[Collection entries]
▼
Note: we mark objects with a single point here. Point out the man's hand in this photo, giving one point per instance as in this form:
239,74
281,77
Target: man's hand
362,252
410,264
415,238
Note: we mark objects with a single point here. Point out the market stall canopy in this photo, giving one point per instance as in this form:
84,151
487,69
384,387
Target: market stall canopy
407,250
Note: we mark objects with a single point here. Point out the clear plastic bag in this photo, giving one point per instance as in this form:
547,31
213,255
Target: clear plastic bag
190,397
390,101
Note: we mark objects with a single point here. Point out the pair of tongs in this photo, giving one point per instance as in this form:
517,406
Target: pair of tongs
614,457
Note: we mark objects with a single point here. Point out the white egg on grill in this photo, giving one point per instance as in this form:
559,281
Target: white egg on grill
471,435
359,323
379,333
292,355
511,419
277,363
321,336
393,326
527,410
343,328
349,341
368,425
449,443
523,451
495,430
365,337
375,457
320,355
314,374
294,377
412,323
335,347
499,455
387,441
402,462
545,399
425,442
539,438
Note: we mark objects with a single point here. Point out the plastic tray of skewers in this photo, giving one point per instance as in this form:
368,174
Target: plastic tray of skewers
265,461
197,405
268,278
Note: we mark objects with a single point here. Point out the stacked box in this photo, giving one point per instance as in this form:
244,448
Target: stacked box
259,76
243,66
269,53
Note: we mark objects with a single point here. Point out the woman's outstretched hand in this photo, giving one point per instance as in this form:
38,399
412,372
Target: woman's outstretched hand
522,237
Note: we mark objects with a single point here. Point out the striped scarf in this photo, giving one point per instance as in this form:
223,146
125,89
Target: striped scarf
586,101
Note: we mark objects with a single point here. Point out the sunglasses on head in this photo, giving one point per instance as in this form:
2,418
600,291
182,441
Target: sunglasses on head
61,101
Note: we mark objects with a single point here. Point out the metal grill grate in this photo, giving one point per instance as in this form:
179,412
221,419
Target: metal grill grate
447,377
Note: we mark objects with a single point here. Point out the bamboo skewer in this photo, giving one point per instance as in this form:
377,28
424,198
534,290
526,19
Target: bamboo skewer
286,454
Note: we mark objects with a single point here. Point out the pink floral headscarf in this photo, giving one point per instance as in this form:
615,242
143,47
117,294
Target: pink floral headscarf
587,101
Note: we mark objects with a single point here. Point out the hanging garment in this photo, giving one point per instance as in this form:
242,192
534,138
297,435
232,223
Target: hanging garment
▲
- [Problem to solve] Please rewrite the listing above, switching each "Point out" to "Indicate" and keeping everything else the same.

- [The solution]
Note: we mark objects with a single point here. Indicate the man's hand in this photo, giving one point per instance as in this form:
239,74
281,77
Target: man's hand
362,252
410,264
415,238
Note: we mark objects with a single point here. Indicate the market stall canopy in this photo, giving one point per instance as in this form:
84,151
487,69
384,387
Target: market stall canopy
407,250
Note: we mark objects with a single point here. Indicate the clear plastic bag in this photo, giving one point per instance as in this form:
547,31
213,255
Target: clear plastic bag
190,397
390,101
Note: we mark objects with a single point here. Indicate the pair of tongs in this photo, giving one point per instance as in this form:
517,406
Target: pair of tongs
614,457
Note: we mark objects with a single point here. Indicate the white egg on grill in this photo, giving one point per instance as in this form:
559,281
Target: white egg on grill
471,435
359,323
379,333
292,355
511,419
277,363
321,336
393,326
527,410
343,328
349,341
368,425
449,443
523,451
495,430
365,337
375,457
320,355
314,374
294,377
412,323
335,347
499,455
387,441
402,462
545,399
425,442
539,438
Note: we mark objects with a single point here. Indicate the plastic tray of skewers in this photo, giving one point per instance as in this form:
368,174
Target: plastic tray of skewers
265,461
197,405
268,278
Note: we mark objects with a single point here. Indicate the stacked box in this photo, giving one point per instance as in this form:
244,448
Target: stacked box
259,76
243,66
269,53
Note: we mark objects with a single point here. Indicate the woman's outstretched hand in this photo, giving one point per instance as in this form:
38,399
412,372
Target: woman's outstretched hand
522,237
Note: we mark objects with a single point here. Indicate the striped scarf in this photo, giving one point per instance as in this form:
223,146
125,89
Target: striped scarf
586,101
Note: we mark objects with a single point here. Indicate the sunglasses on head in this photo, giving one point per instance as in this form:
2,418
600,291
182,441
Target: sunglasses on head
61,101
Note: we mark objects with a single point here. Indicate the metal grill grate in this photo, giving one point per instance as in this form:
179,412
221,419
Target: metal grill grate
447,377
Note: we mark objects with a single point here. Indicate the bamboo skewer in this photo, giving one point per instance as in this form:
377,28
424,198
534,290
526,19
Target: bamboo skewer
286,454
Note: we mark objects with a single point here. Indicate the pink floral headscarf in this photo, giving one point per instance as in this form:
615,242
143,47
117,294
Target: pink floral headscarf
587,101
Note: we mark objects with a single point here. Indicate the hanging garment in this photo, giving one point per instance as in this form:
242,192
534,138
297,435
232,223
Target: hanging garment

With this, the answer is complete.